The Trustees shall not be required to give any bond as such, nor
any surety if a bond is required.

LIABILITY OF THIRD PERSONS DEALING WITH TRUSTEE

    Section 3.  No person dealing with the Trustees shall be
bound to make any inquiry concerning the validity of any
transaction made or to be made by the Trustees or to see to the
application of any payments made or property transferred to the
Trust or upon its order.


DURATION AND TERMINATION OF TRUST

    Section 4.  Unless terminated as provided herein, the Trust
shall continue without limitation of time.  The Trust or any
series may be terminated at any time by the Trustees by written
notice to the Shareholders of each series entitled to vote or by
the affirmative vote of the lessor of (1) more than 50% of the
outstanding Shares of each series entitled to vote, or (2) 67% or
more of the Shares of each series entitled to vote and present at
a meeting called for this purpose if more than 50% of the
outstanding Shares of each series entitled to vote are present at
the meeting in person or by proxy or by the Trustees by written
notice to the Shareholders.  Upon termination of the Trust or of
any one or more series of Shares, after paying or otherwise
providing for all charges, taxes, expenses and liabilities,
whether due or accrued or anticipated, of the Trust or of the
particular series as may be determined by the Trustees, the Trust
shall in accordance with such procedures as the Trustees consider
appropriate reduce the remaining assets to distributable form in
cash or shares or other property, or any combination thereof, and
distribute the proceeds to the Shareholders of the series
involved, ratably according to the number of Shares of such
series held by the several Shareholders of such series on the
date of termination, except to the extent otherwise required or
permitted by the preferences and special or relative rights and
privileges of any classes of Shares of that series, provided that
any distribution to the Shareholders of a particular class of
Shares shall be made to such Shareholders pro rata in proportion
to the number of Shares of such class held by each of them.

FILING AND COPIES, REFERENCES, HEADINGS

    Section 5.  The original or a copy of this instrument and of
each amendment hereto shall be kept at the office of the Trust
where it may be inspected by any Shareholder.  A copy of this
instrument and of each amendment hereto shall be filed by the
Trust with the Secretary of State of The Commonwealth of
Massachusetts and with the Boston City Clerk, as well as any
other governmental office where such filing may from time to time
be required.  Anyone dealing with the Trust may rely on a
certificate by an officer of the Trust as to whether or not any
such amendments have been made and as to any matters in
connection with the Trust hereunder, and, with the same effect as
if it were the original, may rely on a copy certified by an
officer of the Trust to be a copy of this instrument or of any
such amendments.  In this instrument and in any such amendment,
references to this instrument and all expressions like "herein",
"hereof" and "hereunder" shall be deemed to refer to this
instrument as amended or affected by any such amendments.

▶ [Entries]
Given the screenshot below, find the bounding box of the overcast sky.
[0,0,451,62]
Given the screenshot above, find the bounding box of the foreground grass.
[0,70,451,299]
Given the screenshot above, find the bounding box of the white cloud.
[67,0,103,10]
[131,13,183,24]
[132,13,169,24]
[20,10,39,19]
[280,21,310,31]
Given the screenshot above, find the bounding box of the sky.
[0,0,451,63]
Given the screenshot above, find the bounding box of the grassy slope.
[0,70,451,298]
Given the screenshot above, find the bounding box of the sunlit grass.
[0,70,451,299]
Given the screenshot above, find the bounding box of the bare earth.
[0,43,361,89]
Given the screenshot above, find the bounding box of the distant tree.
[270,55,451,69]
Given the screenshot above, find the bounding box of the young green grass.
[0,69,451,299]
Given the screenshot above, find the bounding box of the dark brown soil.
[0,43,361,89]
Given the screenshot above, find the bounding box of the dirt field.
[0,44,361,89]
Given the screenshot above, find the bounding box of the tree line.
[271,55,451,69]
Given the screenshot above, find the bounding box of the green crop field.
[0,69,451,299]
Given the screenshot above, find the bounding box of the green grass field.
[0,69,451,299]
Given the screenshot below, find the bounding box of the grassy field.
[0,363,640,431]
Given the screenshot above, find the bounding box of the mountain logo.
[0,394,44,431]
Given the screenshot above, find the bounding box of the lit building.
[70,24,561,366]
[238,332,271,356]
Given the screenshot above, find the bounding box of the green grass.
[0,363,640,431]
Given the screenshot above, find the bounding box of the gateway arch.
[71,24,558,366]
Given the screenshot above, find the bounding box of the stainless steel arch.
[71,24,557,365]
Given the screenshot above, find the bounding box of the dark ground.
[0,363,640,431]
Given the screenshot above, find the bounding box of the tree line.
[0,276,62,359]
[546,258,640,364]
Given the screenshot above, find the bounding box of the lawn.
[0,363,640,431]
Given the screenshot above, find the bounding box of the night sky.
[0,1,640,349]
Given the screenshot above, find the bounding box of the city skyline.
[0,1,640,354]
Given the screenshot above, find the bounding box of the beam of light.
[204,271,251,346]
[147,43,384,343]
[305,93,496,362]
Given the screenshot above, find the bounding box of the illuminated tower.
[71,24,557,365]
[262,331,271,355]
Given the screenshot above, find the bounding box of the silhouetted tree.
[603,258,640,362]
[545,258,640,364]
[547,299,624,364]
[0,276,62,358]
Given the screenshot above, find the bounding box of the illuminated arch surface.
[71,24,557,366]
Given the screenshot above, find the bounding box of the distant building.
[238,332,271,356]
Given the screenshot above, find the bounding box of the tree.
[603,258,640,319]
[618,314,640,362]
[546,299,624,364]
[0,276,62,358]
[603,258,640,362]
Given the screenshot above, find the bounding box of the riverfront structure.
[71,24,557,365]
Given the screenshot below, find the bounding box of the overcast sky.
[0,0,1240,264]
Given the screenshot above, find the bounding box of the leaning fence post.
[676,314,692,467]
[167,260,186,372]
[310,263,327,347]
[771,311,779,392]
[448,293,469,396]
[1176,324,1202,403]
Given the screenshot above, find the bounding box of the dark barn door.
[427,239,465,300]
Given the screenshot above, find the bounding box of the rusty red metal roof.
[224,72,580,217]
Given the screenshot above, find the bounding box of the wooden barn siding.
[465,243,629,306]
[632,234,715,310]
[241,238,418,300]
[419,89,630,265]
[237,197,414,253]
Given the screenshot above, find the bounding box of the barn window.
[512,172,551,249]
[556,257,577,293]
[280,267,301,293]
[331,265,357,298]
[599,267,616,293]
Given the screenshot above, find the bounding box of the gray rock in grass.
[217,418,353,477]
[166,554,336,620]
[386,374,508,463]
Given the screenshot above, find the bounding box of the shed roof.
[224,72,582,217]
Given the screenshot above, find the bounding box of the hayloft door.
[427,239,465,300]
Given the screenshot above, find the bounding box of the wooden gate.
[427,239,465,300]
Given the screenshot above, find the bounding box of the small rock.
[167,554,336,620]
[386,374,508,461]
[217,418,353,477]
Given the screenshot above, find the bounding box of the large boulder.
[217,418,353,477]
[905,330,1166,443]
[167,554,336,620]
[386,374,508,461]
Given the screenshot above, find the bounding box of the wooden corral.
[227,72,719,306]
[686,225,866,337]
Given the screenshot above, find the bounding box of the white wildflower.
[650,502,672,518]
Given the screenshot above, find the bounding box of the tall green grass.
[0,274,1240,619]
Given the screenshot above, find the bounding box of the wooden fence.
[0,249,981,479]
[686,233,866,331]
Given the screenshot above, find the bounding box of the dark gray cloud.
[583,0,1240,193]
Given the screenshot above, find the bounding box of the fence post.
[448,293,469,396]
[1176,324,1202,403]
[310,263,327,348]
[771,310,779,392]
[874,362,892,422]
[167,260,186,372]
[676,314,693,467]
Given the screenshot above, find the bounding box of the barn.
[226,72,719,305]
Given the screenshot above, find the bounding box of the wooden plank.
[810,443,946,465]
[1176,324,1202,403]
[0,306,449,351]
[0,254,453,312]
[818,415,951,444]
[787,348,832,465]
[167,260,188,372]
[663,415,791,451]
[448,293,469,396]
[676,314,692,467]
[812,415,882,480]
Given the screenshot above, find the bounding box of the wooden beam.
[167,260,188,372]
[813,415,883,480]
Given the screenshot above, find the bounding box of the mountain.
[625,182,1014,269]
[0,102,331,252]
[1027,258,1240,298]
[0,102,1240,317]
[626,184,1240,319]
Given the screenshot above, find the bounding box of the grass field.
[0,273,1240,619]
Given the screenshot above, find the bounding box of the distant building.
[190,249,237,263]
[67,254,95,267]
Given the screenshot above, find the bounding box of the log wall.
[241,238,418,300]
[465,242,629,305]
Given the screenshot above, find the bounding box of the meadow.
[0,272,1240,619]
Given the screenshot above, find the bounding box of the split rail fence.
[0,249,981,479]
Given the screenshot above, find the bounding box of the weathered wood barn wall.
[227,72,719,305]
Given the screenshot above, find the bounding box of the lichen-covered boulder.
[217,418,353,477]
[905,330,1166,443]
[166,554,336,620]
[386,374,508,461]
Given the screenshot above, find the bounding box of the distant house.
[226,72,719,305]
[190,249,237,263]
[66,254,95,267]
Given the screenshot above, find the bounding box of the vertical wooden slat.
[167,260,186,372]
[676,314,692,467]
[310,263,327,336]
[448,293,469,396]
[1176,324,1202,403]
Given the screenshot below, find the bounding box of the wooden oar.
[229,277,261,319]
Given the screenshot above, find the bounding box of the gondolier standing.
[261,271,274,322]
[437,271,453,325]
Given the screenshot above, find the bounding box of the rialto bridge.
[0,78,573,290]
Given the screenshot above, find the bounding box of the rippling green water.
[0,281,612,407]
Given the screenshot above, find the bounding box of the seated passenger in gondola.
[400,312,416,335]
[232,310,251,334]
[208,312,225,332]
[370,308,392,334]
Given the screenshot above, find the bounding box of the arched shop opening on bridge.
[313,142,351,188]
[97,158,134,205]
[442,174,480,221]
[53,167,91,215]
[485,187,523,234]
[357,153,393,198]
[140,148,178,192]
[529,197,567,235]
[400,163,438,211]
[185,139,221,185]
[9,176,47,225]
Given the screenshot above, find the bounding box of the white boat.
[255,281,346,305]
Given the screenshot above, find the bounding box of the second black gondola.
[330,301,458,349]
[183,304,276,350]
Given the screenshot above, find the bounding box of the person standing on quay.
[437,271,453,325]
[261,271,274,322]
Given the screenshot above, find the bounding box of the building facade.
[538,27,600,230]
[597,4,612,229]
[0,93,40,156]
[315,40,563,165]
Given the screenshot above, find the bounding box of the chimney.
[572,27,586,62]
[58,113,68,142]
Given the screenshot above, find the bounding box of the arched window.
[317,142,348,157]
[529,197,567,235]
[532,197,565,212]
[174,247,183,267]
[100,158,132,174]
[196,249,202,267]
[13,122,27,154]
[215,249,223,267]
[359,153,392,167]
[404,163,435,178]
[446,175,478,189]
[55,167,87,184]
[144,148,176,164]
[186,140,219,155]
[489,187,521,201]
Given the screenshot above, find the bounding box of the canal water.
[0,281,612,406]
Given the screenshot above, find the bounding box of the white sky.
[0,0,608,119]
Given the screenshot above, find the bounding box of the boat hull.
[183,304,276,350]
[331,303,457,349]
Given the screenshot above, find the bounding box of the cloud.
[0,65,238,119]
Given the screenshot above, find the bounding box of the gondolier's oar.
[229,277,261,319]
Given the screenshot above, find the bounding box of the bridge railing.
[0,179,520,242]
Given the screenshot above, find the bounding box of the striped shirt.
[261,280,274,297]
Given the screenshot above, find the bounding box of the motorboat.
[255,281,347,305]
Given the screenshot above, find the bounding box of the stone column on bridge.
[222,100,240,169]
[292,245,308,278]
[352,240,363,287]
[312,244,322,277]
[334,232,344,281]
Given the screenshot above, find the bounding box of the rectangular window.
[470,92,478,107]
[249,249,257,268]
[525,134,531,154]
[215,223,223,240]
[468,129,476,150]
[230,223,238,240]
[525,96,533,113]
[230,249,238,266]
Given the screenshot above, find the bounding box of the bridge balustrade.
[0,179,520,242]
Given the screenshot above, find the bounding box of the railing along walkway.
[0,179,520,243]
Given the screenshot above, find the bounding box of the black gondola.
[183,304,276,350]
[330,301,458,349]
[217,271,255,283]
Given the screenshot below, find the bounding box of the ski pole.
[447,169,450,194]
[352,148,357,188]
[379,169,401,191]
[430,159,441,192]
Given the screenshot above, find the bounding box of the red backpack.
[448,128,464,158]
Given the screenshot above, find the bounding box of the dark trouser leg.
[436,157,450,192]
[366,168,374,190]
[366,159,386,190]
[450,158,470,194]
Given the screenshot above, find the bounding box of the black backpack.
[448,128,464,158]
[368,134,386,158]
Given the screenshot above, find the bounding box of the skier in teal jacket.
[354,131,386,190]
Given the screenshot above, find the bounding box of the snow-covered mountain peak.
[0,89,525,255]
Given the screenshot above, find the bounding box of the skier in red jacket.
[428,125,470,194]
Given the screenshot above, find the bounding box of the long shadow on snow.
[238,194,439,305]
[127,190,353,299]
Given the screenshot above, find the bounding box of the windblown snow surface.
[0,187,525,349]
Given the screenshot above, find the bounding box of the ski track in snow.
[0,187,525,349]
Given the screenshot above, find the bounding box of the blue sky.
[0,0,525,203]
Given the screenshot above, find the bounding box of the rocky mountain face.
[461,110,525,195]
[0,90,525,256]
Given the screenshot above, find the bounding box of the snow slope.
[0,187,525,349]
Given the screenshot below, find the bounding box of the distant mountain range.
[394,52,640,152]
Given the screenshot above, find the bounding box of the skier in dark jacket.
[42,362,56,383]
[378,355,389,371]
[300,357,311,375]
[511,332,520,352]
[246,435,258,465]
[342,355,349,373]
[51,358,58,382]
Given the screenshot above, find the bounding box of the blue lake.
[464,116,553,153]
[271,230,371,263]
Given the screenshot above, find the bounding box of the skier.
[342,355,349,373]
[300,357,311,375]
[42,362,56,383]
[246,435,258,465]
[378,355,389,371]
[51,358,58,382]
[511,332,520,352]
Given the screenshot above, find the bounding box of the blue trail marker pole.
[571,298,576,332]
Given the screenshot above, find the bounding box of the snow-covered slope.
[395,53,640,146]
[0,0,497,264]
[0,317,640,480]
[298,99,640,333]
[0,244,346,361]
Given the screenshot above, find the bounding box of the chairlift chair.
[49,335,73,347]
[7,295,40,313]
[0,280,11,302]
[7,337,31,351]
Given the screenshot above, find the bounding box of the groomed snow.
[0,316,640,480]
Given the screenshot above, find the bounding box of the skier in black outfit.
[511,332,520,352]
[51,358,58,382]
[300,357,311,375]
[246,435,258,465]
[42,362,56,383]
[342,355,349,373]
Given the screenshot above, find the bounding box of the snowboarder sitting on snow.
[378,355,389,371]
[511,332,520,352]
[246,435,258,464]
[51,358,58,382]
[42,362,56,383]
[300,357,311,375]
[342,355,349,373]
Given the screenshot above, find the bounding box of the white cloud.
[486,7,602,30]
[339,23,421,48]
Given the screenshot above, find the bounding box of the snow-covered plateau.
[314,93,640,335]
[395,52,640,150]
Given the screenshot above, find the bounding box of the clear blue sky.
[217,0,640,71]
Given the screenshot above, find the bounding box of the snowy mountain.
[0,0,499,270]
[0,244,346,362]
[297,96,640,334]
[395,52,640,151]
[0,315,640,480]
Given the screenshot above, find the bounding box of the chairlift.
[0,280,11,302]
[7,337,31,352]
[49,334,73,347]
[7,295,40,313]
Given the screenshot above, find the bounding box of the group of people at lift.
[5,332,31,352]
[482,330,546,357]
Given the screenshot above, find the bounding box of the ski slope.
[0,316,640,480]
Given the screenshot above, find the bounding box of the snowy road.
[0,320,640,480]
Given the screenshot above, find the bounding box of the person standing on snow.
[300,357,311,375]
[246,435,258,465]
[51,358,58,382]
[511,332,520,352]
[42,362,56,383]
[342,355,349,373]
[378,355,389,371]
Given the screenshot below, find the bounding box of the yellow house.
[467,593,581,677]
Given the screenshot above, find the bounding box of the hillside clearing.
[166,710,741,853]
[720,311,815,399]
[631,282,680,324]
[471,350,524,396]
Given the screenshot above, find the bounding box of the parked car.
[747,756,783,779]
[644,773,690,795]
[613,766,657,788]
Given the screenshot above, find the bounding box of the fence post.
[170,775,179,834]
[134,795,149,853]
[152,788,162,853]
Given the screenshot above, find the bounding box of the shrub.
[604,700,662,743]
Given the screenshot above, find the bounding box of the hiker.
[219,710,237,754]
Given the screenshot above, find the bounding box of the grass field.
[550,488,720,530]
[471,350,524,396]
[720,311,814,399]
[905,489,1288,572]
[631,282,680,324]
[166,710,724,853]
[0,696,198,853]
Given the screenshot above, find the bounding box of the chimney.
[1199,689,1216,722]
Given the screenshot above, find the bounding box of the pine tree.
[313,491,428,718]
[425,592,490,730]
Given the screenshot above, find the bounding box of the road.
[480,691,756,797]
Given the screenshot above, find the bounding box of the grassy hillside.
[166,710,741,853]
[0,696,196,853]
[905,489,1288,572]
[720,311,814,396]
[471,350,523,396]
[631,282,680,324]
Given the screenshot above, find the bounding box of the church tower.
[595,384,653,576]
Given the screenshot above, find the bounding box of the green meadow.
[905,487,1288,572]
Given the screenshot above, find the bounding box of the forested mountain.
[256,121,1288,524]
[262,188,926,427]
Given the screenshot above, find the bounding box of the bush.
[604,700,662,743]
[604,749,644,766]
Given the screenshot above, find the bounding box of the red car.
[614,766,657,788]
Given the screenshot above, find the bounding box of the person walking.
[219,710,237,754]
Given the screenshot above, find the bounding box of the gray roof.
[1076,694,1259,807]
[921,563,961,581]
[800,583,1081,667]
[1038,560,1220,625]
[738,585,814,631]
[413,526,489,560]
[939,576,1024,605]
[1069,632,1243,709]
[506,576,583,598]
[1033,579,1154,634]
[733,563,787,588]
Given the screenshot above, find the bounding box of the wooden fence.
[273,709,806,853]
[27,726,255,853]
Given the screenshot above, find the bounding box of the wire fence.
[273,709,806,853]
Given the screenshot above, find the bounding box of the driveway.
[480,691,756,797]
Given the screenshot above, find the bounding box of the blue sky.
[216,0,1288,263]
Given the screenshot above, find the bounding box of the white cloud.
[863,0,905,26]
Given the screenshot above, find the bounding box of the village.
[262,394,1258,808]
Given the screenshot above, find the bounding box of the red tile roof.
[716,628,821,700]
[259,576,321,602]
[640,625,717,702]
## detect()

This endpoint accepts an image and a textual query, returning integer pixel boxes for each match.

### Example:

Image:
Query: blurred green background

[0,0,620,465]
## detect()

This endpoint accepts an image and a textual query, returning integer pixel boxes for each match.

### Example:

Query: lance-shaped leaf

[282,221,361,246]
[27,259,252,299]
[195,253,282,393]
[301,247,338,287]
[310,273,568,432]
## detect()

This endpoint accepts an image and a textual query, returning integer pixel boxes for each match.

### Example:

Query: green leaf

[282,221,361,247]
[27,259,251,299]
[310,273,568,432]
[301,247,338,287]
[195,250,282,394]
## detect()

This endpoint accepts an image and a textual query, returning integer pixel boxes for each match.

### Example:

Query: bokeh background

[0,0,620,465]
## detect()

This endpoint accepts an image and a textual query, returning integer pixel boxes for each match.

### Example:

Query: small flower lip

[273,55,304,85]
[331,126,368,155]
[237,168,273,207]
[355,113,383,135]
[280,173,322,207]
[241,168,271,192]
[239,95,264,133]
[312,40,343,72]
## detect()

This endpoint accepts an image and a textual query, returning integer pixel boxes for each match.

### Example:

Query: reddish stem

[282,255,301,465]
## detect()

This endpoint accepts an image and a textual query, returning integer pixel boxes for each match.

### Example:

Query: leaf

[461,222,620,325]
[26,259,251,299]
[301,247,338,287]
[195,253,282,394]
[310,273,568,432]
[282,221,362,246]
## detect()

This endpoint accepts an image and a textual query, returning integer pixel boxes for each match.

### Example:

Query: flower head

▶ [What the exercise asks] In the trust document, where must the original or a copy of the instrument be kept? This material comes from a separate source.

▶ [Expected output] At the office of the Trust, where any Shareholder may inspect it.